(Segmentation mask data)
"""
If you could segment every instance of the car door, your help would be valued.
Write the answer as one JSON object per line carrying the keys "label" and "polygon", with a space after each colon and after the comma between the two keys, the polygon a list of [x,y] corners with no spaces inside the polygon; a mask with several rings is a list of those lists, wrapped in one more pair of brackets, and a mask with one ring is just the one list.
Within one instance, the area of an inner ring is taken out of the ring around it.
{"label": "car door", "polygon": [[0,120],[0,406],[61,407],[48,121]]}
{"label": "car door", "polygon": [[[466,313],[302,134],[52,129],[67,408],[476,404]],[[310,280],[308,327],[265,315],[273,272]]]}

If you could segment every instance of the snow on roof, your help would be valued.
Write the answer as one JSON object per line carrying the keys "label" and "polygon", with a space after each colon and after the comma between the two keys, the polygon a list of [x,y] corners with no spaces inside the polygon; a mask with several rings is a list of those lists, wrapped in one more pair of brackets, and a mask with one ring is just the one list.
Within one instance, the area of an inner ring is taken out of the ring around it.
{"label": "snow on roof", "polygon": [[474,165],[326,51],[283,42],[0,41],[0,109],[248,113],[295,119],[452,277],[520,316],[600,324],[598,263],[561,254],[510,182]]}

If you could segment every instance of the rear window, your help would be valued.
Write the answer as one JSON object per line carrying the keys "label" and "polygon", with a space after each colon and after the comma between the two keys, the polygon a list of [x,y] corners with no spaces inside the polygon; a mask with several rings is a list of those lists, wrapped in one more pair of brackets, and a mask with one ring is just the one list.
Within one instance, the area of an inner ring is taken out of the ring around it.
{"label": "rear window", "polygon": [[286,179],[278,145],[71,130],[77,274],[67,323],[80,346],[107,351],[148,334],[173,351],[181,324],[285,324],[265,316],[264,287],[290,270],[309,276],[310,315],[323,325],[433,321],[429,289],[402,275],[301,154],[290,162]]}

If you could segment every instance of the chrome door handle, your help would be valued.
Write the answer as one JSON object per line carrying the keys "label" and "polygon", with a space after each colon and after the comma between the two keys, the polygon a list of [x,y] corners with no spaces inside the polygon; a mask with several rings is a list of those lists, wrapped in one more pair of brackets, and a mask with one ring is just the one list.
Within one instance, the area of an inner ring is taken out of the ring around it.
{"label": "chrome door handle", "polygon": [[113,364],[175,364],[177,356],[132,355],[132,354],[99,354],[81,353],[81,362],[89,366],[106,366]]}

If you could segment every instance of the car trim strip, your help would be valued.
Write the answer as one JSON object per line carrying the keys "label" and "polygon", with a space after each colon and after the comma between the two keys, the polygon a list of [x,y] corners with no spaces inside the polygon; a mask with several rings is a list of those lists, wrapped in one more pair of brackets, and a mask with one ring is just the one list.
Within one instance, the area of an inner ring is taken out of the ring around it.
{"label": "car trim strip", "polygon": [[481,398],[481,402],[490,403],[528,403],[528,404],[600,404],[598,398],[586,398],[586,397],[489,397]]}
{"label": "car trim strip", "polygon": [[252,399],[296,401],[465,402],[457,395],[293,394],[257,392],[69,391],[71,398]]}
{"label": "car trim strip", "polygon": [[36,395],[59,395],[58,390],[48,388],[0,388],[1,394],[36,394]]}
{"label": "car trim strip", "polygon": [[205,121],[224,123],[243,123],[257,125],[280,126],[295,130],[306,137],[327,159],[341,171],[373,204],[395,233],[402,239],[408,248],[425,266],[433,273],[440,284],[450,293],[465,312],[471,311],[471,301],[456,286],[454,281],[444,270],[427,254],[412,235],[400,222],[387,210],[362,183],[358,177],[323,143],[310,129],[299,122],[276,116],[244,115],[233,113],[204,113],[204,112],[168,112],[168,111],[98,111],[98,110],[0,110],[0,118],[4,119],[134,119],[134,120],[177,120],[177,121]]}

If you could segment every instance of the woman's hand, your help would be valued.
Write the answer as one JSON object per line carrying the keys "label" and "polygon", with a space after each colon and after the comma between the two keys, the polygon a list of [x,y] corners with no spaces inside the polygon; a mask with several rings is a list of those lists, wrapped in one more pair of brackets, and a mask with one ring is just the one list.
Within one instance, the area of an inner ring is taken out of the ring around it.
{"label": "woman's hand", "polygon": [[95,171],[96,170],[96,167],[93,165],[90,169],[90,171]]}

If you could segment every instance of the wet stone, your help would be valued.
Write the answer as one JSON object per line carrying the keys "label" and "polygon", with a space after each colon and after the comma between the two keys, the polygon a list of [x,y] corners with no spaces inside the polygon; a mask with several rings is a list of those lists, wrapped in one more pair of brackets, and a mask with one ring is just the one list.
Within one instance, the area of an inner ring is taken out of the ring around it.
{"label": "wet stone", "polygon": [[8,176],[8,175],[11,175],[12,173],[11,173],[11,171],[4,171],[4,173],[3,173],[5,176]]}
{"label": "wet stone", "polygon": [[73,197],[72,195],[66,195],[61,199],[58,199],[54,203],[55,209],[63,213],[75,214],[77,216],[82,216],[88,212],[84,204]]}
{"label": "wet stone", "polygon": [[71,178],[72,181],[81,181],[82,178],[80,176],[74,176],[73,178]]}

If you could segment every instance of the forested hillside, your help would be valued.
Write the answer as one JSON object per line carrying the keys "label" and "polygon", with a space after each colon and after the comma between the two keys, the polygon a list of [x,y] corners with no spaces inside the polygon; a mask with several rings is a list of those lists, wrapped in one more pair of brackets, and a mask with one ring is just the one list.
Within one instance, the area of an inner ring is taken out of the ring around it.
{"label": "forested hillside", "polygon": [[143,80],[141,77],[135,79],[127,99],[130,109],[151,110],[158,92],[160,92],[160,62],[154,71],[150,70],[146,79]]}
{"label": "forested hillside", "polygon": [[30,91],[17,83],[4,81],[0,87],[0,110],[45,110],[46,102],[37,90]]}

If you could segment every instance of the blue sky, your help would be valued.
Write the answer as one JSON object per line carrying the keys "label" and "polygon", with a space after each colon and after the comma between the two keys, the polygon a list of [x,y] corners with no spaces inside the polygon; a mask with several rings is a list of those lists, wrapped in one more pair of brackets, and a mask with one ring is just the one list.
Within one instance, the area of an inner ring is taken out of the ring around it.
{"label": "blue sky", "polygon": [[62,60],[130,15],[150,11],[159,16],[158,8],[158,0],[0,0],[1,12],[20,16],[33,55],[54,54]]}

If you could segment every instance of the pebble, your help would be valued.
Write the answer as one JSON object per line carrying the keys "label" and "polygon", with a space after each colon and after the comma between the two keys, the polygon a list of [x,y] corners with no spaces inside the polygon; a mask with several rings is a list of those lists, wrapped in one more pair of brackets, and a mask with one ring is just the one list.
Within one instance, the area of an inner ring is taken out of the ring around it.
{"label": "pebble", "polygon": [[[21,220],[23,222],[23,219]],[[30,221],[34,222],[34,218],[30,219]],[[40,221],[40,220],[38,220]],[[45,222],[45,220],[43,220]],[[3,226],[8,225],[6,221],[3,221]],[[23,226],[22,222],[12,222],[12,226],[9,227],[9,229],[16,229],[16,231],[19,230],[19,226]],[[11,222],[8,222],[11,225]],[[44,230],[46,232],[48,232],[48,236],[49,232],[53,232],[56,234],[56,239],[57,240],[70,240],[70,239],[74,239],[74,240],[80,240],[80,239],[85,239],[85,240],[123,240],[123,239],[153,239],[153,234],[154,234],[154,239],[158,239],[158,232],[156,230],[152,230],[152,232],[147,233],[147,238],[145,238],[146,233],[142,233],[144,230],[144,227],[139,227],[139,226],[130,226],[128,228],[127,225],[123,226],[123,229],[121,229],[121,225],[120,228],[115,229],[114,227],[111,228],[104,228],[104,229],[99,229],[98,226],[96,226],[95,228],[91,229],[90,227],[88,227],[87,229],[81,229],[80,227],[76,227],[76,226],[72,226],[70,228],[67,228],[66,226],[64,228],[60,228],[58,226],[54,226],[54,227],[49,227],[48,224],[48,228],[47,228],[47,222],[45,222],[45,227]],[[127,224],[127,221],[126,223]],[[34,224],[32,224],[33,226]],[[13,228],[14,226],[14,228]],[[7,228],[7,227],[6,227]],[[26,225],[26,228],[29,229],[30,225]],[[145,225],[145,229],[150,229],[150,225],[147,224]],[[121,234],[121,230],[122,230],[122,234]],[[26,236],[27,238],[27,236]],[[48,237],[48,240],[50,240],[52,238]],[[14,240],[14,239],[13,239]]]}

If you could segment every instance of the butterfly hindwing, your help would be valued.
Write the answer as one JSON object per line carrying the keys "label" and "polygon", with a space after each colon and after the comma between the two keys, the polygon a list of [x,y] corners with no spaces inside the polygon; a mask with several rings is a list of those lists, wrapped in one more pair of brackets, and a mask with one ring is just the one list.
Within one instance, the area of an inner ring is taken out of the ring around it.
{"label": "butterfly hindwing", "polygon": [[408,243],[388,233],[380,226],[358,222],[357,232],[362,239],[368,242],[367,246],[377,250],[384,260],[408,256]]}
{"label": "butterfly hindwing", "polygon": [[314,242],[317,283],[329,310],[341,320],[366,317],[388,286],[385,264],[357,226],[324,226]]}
"""
What this task involves: Copy each line of the records containing the string "help".

Answer for the task:
If you could segment every instance of the car door, your help would be valued.
If you could segment every instance of the snow on roof, your help would be valued.
If you could segment every instance of the rear window, your help would be valued.
If you could segment every instance of the chrome door handle, your help would be valued.
If you could segment every instance of the car trim strip, your help would be valued.
If you could segment every instance of the woman's hand, your help would be valued.
If you could segment every instance of the wet stone, your help would be valued.
If you could segment every instance of the forested hillside, your help would be valued.
If you could segment every instance of the blue sky, your help would be valued.
If you could segment every instance of the pebble, your help would be valued.
If you could segment every instance of the butterfly hindwing, your help would be valued.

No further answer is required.